=== Section Start ===

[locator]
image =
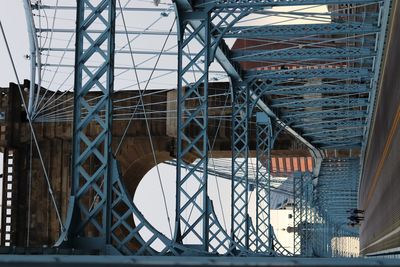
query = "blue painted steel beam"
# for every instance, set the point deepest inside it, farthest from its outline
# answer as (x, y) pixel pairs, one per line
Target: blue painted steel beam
(323, 114)
(320, 102)
(330, 124)
(300, 30)
(323, 131)
(309, 54)
(314, 89)
(333, 73)
(222, 4)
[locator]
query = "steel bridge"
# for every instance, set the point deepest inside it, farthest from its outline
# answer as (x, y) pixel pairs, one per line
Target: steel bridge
(314, 75)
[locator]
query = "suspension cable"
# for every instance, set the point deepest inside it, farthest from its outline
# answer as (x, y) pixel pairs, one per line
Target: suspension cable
(32, 130)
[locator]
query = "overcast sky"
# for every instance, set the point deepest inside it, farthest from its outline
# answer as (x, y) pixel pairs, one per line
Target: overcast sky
(13, 19)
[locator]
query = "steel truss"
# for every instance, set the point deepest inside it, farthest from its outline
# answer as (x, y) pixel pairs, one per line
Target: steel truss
(101, 212)
(302, 213)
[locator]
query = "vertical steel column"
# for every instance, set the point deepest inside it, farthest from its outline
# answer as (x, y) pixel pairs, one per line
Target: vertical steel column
(192, 140)
(91, 187)
(240, 153)
(263, 168)
(297, 211)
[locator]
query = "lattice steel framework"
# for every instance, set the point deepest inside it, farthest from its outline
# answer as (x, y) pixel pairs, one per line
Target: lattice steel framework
(263, 183)
(101, 212)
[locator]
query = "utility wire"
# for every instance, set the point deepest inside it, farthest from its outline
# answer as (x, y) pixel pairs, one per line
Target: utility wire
(32, 130)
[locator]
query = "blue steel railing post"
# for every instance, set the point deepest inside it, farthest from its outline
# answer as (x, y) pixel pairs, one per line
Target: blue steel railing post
(192, 140)
(240, 153)
(263, 182)
(297, 211)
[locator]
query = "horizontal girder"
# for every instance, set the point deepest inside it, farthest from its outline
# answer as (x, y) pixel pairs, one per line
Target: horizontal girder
(320, 102)
(246, 32)
(316, 89)
(333, 73)
(329, 124)
(323, 114)
(271, 3)
(308, 54)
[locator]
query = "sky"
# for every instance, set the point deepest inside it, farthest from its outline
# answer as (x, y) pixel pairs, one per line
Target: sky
(12, 17)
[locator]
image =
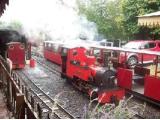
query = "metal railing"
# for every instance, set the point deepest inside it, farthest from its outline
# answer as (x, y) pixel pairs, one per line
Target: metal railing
(19, 99)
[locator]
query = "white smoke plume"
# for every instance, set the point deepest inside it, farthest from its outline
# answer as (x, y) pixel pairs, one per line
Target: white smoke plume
(59, 19)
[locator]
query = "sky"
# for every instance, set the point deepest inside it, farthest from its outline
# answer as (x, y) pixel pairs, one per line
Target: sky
(59, 18)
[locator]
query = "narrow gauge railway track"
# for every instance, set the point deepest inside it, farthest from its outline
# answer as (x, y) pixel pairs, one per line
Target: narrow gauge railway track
(47, 103)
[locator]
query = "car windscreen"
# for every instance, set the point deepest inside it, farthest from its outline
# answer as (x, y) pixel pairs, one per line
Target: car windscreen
(133, 45)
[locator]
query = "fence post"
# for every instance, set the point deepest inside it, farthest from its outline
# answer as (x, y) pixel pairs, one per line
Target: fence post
(20, 106)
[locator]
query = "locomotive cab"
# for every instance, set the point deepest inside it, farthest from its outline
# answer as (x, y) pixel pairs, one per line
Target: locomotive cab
(16, 53)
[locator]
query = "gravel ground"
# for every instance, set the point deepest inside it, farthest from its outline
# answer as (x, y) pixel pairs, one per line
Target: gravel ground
(73, 100)
(58, 88)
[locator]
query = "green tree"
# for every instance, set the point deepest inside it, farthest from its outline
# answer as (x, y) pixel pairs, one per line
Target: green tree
(134, 8)
(106, 14)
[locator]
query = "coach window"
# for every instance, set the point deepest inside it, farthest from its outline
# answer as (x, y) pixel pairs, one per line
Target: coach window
(149, 45)
(159, 45)
(49, 46)
(152, 45)
(56, 48)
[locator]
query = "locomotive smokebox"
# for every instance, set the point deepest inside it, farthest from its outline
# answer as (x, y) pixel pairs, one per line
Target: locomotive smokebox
(6, 36)
(105, 78)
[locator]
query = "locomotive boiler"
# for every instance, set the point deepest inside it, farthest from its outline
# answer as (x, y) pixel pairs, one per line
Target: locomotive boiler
(81, 69)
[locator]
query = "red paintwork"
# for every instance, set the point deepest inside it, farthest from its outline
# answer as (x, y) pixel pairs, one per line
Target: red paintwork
(124, 58)
(151, 87)
(53, 56)
(32, 63)
(81, 70)
(16, 54)
(124, 78)
(105, 96)
(87, 68)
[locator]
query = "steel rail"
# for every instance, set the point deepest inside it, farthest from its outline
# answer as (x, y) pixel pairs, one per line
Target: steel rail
(47, 97)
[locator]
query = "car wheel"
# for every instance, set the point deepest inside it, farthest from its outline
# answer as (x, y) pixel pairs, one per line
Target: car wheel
(132, 61)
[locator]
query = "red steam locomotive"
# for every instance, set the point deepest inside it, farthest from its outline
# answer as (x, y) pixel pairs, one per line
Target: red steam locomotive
(79, 66)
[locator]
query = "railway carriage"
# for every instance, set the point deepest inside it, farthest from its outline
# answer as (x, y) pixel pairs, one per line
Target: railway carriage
(144, 80)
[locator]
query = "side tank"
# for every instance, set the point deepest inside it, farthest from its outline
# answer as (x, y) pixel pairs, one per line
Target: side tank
(105, 77)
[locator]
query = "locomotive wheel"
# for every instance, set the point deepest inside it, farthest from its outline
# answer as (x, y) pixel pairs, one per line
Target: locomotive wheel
(94, 95)
(62, 75)
(132, 61)
(114, 100)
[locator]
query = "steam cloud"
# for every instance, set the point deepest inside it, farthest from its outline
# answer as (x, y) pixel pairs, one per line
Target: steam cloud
(58, 19)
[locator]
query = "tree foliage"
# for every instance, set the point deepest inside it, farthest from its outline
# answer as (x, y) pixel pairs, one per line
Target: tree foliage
(117, 19)
(107, 17)
(134, 8)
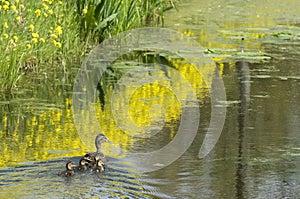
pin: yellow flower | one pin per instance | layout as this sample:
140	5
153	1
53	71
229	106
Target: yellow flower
14	8
42	40
5	7
15	38
38	12
18	18
84	11
31	27
57	44
35	35
54	36
45	6
58	30
34	40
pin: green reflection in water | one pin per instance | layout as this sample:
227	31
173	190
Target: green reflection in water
35	129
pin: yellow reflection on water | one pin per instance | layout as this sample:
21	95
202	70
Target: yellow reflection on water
44	133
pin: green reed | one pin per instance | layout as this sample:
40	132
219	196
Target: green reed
39	36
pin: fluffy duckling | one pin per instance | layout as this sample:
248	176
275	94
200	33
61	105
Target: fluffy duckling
83	165
100	167
70	170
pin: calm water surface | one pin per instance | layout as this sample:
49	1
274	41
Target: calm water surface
256	156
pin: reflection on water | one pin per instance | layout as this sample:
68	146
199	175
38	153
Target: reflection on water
257	155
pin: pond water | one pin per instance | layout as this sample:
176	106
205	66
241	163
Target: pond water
256	48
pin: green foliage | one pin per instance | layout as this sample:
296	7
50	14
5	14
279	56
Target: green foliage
100	19
36	36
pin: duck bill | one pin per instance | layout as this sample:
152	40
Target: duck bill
108	141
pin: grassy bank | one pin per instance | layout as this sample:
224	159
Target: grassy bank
36	36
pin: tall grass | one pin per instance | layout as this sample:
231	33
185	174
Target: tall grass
36	35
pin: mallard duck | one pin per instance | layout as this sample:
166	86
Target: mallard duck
100	167
83	165
93	157
70	170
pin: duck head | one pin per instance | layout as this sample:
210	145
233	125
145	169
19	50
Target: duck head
83	162
70	166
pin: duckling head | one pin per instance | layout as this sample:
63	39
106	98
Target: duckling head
70	166
83	162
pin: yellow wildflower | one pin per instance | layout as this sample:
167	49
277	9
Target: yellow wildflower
45	6
54	36
5	25
38	12
18	18
31	27
84	11
15	38
50	12
34	40
5	7
58	30
42	40
14	8
35	35
57	44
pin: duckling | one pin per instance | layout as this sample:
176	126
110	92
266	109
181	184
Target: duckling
83	165
100	167
70	170
93	157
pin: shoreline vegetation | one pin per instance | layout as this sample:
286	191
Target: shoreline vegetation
39	36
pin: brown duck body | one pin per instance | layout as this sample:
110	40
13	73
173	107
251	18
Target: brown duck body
69	170
99	167
83	165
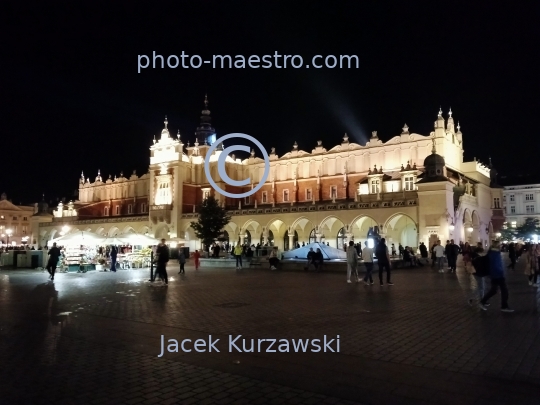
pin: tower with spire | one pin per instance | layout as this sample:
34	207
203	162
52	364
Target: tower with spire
205	132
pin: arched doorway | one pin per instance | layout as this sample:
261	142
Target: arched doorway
270	238
341	238
312	236
286	241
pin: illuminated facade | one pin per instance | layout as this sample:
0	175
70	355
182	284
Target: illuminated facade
15	228
402	188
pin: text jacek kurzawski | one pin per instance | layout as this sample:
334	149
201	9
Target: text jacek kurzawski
238	344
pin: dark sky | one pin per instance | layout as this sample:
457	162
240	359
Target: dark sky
72	100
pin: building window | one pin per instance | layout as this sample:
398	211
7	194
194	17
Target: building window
375	184
333	192
409	183
285	195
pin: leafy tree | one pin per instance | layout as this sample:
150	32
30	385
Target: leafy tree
212	220
530	227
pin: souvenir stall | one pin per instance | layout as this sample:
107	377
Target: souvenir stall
79	253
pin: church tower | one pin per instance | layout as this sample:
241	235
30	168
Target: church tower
205	133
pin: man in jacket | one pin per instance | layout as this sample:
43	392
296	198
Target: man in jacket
162	252
352	262
367	258
451	252
496	272
54	254
383	261
238	250
439	256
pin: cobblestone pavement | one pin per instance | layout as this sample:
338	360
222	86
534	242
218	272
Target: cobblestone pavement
94	338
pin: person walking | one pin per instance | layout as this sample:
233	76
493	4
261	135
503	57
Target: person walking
181	261
531	262
512	255
451	252
114	254
54	254
383	261
498	280
537	264
352	262
197	259
238	250
479	270
162	260
423	251
439	256
367	257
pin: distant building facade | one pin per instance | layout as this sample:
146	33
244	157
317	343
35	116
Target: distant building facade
521	199
402	189
15	226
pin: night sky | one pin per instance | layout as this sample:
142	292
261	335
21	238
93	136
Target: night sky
72	99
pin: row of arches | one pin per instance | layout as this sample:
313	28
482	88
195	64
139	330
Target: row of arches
332	230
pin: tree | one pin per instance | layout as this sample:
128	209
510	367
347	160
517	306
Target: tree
212	220
527	229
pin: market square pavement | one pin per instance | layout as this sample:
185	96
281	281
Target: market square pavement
94	338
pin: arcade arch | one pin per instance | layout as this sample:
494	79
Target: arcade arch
401	228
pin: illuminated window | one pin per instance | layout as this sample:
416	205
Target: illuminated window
409	183
333	192
375	186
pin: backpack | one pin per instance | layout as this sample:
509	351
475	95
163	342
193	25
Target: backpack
481	266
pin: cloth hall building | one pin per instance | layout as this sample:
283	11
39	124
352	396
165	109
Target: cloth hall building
403	189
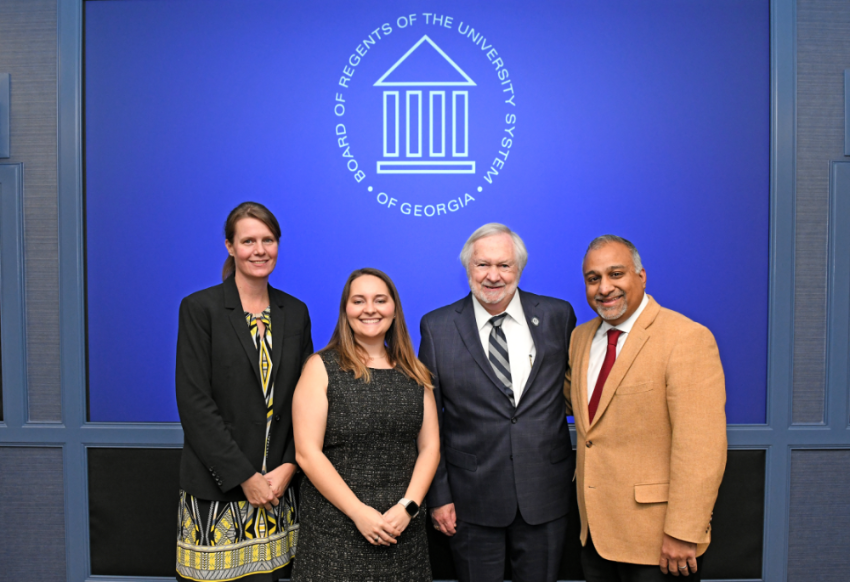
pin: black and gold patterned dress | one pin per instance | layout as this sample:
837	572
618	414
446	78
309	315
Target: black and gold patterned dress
222	541
370	439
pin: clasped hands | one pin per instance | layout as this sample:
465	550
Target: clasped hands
678	557
265	490
381	529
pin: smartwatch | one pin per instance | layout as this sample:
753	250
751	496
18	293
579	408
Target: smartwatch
410	506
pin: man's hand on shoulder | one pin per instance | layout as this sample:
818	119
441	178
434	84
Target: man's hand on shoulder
678	556
445	519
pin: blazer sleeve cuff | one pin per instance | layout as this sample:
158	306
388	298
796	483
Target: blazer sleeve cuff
235	477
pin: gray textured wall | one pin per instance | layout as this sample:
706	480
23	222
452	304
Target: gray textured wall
819	529
28	44
32	515
823	52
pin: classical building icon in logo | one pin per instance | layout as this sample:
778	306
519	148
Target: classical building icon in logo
426	121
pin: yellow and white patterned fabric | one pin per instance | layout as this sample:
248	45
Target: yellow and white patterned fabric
221	541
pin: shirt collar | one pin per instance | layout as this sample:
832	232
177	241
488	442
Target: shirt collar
514	311
627	325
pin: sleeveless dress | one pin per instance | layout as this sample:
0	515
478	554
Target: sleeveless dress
230	540
370	439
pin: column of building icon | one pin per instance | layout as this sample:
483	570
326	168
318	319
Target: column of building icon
437	156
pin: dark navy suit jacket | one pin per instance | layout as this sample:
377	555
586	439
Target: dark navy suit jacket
219	396
495	458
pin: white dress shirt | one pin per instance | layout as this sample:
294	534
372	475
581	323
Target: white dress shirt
599	346
521	350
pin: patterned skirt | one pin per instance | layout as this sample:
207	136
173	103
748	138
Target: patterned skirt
221	541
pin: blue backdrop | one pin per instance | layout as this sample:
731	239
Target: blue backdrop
564	120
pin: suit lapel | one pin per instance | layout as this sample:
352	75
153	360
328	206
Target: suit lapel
278	331
580	375
532	314
468	330
240	326
635	341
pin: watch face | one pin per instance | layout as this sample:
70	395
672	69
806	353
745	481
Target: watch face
412	508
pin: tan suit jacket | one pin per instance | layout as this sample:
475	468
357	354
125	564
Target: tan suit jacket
653	458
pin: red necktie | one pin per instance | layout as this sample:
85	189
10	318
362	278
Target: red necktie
610	356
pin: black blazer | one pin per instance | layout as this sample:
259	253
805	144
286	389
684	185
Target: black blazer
495	458
219	397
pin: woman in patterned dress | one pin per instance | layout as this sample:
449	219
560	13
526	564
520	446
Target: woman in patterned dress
240	349
367	438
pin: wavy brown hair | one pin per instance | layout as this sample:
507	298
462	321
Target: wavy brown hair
246	210
397	340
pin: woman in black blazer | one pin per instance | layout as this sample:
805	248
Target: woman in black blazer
240	349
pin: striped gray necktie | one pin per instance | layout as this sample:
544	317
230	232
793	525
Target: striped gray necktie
498	355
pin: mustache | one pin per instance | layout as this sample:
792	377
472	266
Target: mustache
609	296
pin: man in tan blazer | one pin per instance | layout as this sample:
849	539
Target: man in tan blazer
647	391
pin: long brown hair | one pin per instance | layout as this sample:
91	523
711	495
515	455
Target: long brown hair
397	340
246	210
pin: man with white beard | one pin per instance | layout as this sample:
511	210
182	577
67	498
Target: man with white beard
498	358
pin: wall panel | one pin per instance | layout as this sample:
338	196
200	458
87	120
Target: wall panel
32	522
819	542
28	50
823	52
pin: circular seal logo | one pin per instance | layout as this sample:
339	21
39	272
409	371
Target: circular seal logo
425	115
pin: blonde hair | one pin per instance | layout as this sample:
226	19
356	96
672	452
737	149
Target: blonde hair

=== Section End ===

# Exercise aim:
Go through the entries above and report every line in which the word "blonde" appears.

# Response to the task:
pin: blonde hair | one pin per instance | layout as this sample:
Target: blonde hair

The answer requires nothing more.